#### Goal of the exercise
Extract the passage on the Feeding Our Future fraud case word for word, from "Minnesota Governor Tim" to "with nutritious meals.".

--- Text passage Enclosed Below ---

Minnesota Governor Tim Walz on Monday faced criticism after a judge disputed his administration’s claim that the judge prevented it from cutting off payments to Feeding Our Future, which is the target of a US$250 million federal fraud case.
Forty-nine people have been charged in the alleged scheme to exploit COVID-19 pandemic funding and steal US$250 million from federal programs designed to provide low-income children with nutritious meals.
The newest defendant was scheduled to leave the US for Turkey, but was arrested Monday by the FBI at Chicago’s O’Hare International Airport.
Many of the defendants are accused of creating companies that falsely claimed to be offering food to tens of thousands of children across Minnesota then seeking reimbursement for meals through the US Department of Agriculture’s nutrition programs, which are administered in Minnesota by the state Department of Education (MDE).
Prosecutors said that the defendants used the money to buy luxury vehicles, property and jewelry.

--- End of Enclosed Text passage ---
--- Extracted material Enclosed Below ---

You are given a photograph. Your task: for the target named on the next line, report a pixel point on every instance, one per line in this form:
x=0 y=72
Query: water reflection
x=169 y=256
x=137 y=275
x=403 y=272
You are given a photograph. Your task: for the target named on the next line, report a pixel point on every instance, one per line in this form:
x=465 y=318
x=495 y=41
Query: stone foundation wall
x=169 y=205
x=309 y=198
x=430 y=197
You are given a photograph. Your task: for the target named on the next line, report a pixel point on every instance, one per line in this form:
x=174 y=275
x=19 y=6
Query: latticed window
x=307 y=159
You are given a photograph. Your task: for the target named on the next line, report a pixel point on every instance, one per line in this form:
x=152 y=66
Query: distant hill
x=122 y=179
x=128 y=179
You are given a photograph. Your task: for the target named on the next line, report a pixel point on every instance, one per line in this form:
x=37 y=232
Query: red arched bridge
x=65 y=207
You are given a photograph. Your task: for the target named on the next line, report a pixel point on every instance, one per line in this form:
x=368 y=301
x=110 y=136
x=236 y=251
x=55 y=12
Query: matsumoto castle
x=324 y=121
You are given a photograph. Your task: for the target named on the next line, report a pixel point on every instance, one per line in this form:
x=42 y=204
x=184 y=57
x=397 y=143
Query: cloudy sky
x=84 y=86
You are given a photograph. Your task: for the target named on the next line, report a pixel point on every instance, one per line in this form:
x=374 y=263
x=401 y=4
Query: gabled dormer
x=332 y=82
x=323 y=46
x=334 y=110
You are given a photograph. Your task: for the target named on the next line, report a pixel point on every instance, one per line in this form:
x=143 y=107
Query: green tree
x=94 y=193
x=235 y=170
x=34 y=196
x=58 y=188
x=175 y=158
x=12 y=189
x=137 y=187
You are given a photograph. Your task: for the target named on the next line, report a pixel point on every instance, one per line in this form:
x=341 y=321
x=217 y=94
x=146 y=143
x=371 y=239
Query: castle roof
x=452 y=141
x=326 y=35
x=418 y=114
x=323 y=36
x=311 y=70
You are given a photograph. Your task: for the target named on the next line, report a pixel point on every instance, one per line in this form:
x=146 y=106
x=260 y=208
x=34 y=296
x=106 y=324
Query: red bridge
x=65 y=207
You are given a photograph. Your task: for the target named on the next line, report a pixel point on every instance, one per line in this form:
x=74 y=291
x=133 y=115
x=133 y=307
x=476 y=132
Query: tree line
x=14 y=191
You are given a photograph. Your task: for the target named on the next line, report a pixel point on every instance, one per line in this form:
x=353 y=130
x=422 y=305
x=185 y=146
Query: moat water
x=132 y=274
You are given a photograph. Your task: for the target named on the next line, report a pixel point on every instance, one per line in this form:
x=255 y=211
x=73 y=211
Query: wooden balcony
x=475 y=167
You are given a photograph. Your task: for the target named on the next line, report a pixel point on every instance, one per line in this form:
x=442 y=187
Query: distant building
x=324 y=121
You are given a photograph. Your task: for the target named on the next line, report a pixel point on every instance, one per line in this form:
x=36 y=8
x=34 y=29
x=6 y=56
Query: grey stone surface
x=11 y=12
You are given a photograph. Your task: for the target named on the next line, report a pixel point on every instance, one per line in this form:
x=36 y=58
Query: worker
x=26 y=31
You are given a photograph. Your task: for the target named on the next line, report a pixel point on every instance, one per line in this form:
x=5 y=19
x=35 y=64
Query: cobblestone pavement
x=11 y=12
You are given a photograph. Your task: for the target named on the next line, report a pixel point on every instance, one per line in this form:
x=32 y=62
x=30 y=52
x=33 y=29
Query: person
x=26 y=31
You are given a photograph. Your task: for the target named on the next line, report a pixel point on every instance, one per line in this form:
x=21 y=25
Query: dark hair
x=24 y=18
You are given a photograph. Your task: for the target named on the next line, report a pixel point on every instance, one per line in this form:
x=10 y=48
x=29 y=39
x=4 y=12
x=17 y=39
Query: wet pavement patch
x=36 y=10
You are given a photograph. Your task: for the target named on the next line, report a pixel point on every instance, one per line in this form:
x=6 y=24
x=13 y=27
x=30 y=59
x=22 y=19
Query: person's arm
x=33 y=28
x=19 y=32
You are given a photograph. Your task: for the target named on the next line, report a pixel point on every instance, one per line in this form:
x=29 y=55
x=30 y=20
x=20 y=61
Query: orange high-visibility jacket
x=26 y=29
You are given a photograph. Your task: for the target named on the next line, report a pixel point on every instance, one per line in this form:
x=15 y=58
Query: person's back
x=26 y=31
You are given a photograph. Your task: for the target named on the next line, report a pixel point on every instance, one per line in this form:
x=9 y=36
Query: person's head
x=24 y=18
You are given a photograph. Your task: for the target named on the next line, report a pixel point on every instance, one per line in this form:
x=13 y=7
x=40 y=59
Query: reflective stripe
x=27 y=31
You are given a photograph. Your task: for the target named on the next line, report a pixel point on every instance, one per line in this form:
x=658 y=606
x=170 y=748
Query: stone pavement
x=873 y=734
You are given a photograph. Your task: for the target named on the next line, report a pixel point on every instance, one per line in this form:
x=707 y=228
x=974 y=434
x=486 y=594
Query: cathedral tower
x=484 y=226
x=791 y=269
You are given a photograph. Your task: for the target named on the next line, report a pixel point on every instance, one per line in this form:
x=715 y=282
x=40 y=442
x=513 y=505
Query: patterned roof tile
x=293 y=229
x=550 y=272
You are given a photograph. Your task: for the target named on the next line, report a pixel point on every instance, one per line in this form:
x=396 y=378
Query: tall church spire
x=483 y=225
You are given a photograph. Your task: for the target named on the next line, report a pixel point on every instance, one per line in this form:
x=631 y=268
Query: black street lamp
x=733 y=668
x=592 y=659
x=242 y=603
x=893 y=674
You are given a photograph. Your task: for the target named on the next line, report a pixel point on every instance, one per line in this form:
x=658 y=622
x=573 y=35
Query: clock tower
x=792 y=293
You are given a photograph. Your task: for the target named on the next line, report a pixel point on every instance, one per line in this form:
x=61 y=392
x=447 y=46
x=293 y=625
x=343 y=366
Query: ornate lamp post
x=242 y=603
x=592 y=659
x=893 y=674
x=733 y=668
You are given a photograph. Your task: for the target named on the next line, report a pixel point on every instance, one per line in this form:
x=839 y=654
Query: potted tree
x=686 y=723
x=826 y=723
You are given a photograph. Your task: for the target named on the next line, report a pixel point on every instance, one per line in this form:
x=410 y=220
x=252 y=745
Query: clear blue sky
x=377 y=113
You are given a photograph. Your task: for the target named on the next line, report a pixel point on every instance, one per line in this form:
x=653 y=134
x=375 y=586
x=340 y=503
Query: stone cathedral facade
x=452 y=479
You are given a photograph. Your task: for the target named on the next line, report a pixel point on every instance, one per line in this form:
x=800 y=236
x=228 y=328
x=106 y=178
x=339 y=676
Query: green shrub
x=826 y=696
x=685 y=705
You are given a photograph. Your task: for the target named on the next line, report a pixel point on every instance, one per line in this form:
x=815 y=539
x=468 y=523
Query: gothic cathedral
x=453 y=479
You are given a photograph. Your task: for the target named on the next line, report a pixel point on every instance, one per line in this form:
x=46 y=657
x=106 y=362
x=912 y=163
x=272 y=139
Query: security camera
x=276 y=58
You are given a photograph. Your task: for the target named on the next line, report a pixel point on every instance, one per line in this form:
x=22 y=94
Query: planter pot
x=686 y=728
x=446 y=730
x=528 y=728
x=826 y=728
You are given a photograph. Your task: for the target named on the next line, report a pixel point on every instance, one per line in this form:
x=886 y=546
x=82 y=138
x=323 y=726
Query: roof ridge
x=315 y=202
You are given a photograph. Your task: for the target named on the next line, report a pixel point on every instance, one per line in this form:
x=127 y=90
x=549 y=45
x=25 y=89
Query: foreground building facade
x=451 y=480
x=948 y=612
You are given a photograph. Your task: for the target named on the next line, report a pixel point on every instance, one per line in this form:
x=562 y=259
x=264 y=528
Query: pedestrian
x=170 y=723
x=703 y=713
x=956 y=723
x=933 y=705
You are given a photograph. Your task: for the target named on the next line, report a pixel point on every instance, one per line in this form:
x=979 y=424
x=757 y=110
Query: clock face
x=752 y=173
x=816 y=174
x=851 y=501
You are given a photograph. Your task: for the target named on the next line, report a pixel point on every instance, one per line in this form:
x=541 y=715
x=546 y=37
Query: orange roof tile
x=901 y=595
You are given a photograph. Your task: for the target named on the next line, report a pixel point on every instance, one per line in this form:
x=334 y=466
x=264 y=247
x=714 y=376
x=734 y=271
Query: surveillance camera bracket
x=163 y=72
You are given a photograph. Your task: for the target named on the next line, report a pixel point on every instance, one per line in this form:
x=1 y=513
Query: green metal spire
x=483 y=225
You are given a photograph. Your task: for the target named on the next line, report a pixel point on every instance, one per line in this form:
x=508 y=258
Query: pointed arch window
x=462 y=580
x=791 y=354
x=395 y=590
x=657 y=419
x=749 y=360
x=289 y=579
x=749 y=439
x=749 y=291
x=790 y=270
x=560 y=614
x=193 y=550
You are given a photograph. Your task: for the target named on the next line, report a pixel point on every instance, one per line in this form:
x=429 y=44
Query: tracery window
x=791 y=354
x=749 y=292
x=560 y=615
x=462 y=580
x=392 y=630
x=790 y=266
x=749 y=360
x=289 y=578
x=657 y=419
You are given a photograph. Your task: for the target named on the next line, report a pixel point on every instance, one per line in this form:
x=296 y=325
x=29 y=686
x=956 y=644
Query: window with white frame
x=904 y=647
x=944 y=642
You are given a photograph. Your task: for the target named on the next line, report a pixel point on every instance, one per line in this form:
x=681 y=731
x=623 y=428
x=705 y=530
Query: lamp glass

--- End of Enclosed Extracted material ---

#### Exercise output
Minnesota Governor Tim Walz on Monday faced criticism after a judge disputed his administration’s claim that the judge prevented it from cutting off payments to Feeding Our Future, which is the target of a US$250 million federal fraud case.
Forty-nine people have been charged in the alleged scheme to exploit COVID-19 pandemic funding and steal US$250 million from federal programs designed to provide low-income children with nutritious meals.